> **WHAT YOU ARE ASKED TO DO**
Reproduce the material below word for word, with every line unchanged.

> **SOURCE MATERIAL**
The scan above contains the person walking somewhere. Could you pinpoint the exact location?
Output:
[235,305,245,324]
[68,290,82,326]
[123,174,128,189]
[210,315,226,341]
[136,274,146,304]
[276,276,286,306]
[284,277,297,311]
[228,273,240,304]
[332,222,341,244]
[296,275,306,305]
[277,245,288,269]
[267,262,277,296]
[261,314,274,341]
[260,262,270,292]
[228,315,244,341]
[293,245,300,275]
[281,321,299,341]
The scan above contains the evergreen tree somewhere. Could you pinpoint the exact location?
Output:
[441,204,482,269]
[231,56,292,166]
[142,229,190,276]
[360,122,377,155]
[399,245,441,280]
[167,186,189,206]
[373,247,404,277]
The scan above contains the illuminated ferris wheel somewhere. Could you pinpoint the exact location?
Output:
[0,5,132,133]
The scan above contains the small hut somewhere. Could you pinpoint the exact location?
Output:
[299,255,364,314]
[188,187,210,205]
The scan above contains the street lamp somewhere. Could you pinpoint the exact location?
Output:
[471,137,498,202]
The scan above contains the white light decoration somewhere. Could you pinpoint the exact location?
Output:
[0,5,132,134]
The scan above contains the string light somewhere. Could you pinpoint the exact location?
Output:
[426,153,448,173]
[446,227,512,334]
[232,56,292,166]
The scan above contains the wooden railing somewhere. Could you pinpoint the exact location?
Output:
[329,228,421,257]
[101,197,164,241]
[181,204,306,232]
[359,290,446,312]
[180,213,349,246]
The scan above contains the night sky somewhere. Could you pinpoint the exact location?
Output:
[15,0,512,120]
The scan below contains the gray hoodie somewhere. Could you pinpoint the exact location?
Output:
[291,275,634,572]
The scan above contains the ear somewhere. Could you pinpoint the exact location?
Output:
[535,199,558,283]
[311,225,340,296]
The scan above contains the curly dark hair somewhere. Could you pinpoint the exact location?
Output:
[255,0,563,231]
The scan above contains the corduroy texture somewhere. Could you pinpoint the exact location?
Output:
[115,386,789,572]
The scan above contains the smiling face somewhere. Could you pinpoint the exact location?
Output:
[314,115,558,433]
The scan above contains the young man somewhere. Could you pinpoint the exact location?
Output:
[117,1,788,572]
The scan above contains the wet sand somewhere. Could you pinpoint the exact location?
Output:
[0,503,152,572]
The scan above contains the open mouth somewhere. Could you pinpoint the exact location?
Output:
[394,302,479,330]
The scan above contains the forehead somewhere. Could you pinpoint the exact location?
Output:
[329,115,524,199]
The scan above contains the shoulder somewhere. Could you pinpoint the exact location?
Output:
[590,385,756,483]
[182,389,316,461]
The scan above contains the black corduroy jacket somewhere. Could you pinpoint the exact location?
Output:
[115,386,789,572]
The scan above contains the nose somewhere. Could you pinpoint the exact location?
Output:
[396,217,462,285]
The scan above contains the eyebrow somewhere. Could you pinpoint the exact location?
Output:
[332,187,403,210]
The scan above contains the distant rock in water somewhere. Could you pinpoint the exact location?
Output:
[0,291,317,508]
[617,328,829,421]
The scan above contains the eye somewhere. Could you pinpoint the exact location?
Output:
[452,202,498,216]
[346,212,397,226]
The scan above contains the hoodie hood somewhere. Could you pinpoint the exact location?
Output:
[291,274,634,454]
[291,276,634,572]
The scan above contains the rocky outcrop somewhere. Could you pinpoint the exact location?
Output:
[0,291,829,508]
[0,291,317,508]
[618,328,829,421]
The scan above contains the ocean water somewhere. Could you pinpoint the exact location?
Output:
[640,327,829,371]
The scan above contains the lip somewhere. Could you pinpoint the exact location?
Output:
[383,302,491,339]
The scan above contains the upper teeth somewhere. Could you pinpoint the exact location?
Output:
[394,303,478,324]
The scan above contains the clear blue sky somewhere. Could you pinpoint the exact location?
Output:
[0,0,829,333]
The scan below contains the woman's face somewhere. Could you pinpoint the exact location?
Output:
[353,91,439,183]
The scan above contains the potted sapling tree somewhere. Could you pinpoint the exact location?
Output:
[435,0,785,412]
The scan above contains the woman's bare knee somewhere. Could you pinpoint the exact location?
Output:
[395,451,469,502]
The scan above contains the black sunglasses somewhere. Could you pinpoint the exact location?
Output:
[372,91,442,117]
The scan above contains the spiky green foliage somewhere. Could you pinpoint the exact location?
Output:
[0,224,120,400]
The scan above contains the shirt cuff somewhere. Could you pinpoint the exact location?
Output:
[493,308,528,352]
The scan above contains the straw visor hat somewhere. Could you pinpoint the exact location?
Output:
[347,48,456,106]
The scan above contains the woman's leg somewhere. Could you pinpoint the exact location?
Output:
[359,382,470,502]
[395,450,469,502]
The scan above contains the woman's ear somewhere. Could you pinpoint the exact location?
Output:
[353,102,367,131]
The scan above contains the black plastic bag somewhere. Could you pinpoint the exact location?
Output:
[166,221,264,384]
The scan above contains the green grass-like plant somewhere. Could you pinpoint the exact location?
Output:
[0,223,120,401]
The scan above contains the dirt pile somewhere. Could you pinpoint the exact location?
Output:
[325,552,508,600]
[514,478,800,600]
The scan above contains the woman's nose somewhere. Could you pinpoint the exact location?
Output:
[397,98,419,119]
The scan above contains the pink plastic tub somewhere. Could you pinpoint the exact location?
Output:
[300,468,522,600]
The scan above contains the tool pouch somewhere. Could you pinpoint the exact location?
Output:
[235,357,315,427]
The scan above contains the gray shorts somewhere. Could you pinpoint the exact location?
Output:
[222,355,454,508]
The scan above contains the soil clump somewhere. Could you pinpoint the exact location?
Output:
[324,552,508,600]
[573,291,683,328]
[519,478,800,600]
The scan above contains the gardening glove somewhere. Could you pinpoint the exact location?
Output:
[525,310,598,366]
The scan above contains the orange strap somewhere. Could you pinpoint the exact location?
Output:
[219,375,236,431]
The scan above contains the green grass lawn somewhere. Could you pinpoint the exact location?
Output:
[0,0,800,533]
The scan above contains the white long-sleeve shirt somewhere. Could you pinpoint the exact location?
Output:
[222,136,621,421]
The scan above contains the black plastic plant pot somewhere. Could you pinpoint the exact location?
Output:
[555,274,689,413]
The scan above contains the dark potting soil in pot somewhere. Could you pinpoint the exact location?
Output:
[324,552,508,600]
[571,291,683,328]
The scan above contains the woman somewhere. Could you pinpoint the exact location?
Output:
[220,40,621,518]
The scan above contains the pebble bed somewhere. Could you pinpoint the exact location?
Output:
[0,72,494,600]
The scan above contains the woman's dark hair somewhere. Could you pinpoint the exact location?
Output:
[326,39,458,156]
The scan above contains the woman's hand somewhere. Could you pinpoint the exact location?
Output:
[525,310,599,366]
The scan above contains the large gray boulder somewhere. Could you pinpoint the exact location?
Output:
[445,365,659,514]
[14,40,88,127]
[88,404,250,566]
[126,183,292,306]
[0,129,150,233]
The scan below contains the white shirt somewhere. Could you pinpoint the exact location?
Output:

> **SOLUTION TO THIS TASK**
The scan above contains the person walking somewhere. Could you pinpoint the exact location?
Output:
[235,305,245,324]
[68,290,82,326]
[123,174,128,189]
[210,315,226,341]
[136,274,146,304]
[276,276,286,306]
[284,277,297,311]
[228,273,240,304]
[332,222,341,244]
[296,275,306,305]
[277,245,288,269]
[267,262,277,296]
[261,314,274,341]
[260,262,270,292]
[228,315,244,341]
[293,245,300,275]
[281,321,299,341]
The scan above contains the evergreen tree somewhere. Could you pinpoint the exact location?
Output:
[441,204,482,269]
[231,56,292,166]
[142,229,190,276]
[360,122,377,155]
[399,245,441,280]
[167,186,189,206]
[373,247,404,277]
The scan above contains the illuminated ferris wheel somewhere. Could you pinpoint the exact location?
Output:
[0,5,132,133]
The scan above contains the small hut somewhere. Could you pinpoint the exact location?
Output:
[299,255,364,314]
[188,187,210,205]
The scan above contains the street lamp somewhere. Could you pinpoint the exact location?
Output:
[471,137,498,202]
The scan above contains the white light decoration somewhere. Could you pinpoint the exact location?
Output:
[0,5,132,134]
The scan above contains the string light somewhere. Could you pinpoint the exact location?
Output:
[426,153,448,173]
[446,227,512,334]
[232,56,292,166]
The scan above contains the wooden railing somewhere. Could you pinpoint the exact location?
Output:
[329,228,421,257]
[101,197,164,241]
[181,204,306,232]
[359,290,446,312]
[180,213,349,246]
The scan above contains the night sky somewhere. Could you pinpoint the exact location?
Output:
[15,0,512,120]
The scan below contains the gray hoodie somewhere. Could you pinpoint the exact location?
Output:
[291,275,634,572]
The scan above contains the ear somewhere. Could you pinpoint the exact location?
Output:
[535,199,558,283]
[311,225,340,296]
The scan above contains the curly dark hair somewhere. Could you pinpoint the exact location?
Output:
[255,0,563,231]
The scan above contains the corduroy texture somewhere. Could you pinpoint the exact location?
Output:
[115,386,789,572]
The scan above contains the smiling face somewhere. Could you pinpoint the exact location?
Output:
[314,115,558,433]
The scan above contains the young man somewhere. Could you pinpoint the exact location?
Output:
[117,1,788,572]
The scan above contains the wet sand somewhere. Could you pinpoint the exact location?
Output:
[0,503,152,572]
The scan above contains the open mouth somewhere. Could you pinpoint the exact location?
Output:
[394,302,479,330]
The scan above contains the forehead somewhere. Could you pinpoint the exact location?
Output:
[329,115,524,199]
The scan above contains the shoulder somewhere. Could you pinpoint the exact location?
Output:
[590,385,756,483]
[182,389,316,461]
The scan above contains the black corduroy jacket somewhere. Could you pinpoint the exact location?
Output:
[115,386,789,572]
The scan above contains the nose somewhere. Could you pinpoint the exact location?
Output:
[396,217,462,285]
The scan above contains the eyebrow somewhere. Could you pinpoint the exact location?
Output:
[332,187,403,210]
The scan above contains the distant rock in water somewhere. Could you pinpoint the exact location?
Output:
[0,291,317,508]
[617,328,829,421]
The scan above contains the eye somewhere. Could you pinpoint the exact location?
Output:
[452,202,498,216]
[346,212,397,226]
The scan above contains the hoodie hood somewhere. Could you pinpoint the exact location?
Output:
[291,274,634,454]
[291,276,634,572]
The scan above contains the rocky outcrop somewhere. Could you pinpoint the exact location?
Output:
[0,291,829,508]
[0,291,317,508]
[618,328,829,421]
The scan above contains the ocean water somewhere. Could you pinpoint the exact location?
Output:
[640,327,829,371]
The scan above contains the lip somewhere. Could you pinpoint the exact location?
Output:
[383,302,491,339]
The scan above contains the upper teeth somewhere. Could you pinpoint the exact location?
Output:
[394,303,478,324]
The scan above contains the clear blue sky somewhere. Could you pinpoint the exact location?
Output:
[0,0,829,333]
The scan below contains the woman's face somewhere. Could you pinpoint the exact location?
Output:
[353,91,439,183]
The scan above contains the potted sapling tree somewhere. Could you pinpoint the exact location?
Output:
[435,0,785,412]
The scan above contains the woman's bare knee somewhere. Could you pinpoint the exact location?
Output:
[395,451,469,502]
The scan above contains the black sunglasses somewhere. Could you pinpoint the exact location?
Output:
[372,91,442,117]
The scan above contains the spiky green foliage somewhere. Could you pinpoint the exact location?
Output:
[0,224,120,400]
The scan above contains the shirt cuff somewhere. Could you pinpoint the exact location?
Output:
[493,308,528,352]
The scan above contains the straw visor hat somewhere. Could you pinpoint the exact location?
Output:
[347,48,456,106]
The scan above contains the woman's leg somewhere. Could you pinpoint the exact location?
Output:
[359,382,470,502]
[395,450,469,502]
The scan above contains the woman's ear somewhere. Could you pinpoint the exact location?
Output:
[353,102,367,131]
The scan above contains the black plastic bag somewhere. Could you pinpoint the exact location?
Output:
[166,221,264,384]
The scan above contains the green grass-like plant somewhere. Could you pinpoint the exact location?
Output:
[0,223,120,401]
The scan above contains the dirt pile somewhere. Could you pinpoint the exact location?
Output:
[325,552,508,600]
[514,478,800,600]
The scan above contains the woman's nose somewhere. Could you pinpoint the exact location?
Output:
[397,98,419,119]
The scan above contains the pink plastic tub somewhere. Could you pinpoint the exact location?
Output:
[300,468,522,600]
The scan above contains the tool pouch somewhere. Could you pinpoint the exact location?
Output:
[235,357,315,427]
The scan above contains the gray shorts somewhere. Could you pinpoint the exact location?
Output:
[222,355,454,508]
The scan above contains the soil clump somewhere. Could you pinpoint the exact location?
Output:
[324,552,508,600]
[573,291,683,328]
[519,478,800,600]
The scan above contains the gardening glove somewhere. Could you pinpoint the exact location?
Output:
[525,310,598,366]
The scan above contains the orange strap somewhere. Could you pinpoint the exact location?
Output:
[219,375,236,431]
The scan above contains the green grass lawn somewhere. Could you pinpoint the exact location?
Output:
[0,0,800,533]
The scan above contains the white long-sleeve shirt somewhere. Could you pinpoint the exact location?
Output:
[222,136,621,421]
The scan above contains the black plastic plant pot somewhere. Could you pinpoint the exact location?
Output:
[555,274,689,413]
The scan above contains the dark potting soil in pot somewhere. Could you pinpoint the exact location?
Output:
[324,552,508,600]
[571,291,683,328]
The scan above contains the woman somewhere. Could you pinpoint the exact location?
Output:
[220,40,621,518]
The scan above contains the pebble bed somewhere. Could you pinpoint the exact location?
Output:
[0,72,494,600]
The scan above contains the woman's dark hair somewhere. Could you pinpoint the exact location?
Output:
[326,39,458,156]
The scan above contains the woman's hand somewhere. Could you pinpoint the exact location?
Output:
[525,310,599,366]
The scan above contains the large gray boulder somewhere. Could you pinpoint the exact location?
Output:
[445,365,659,514]
[14,40,88,127]
[88,404,250,566]
[126,183,292,306]
[0,129,150,233]
The scan below contains the white shirt somewhere. Could you pinpoint the exact location?
Output:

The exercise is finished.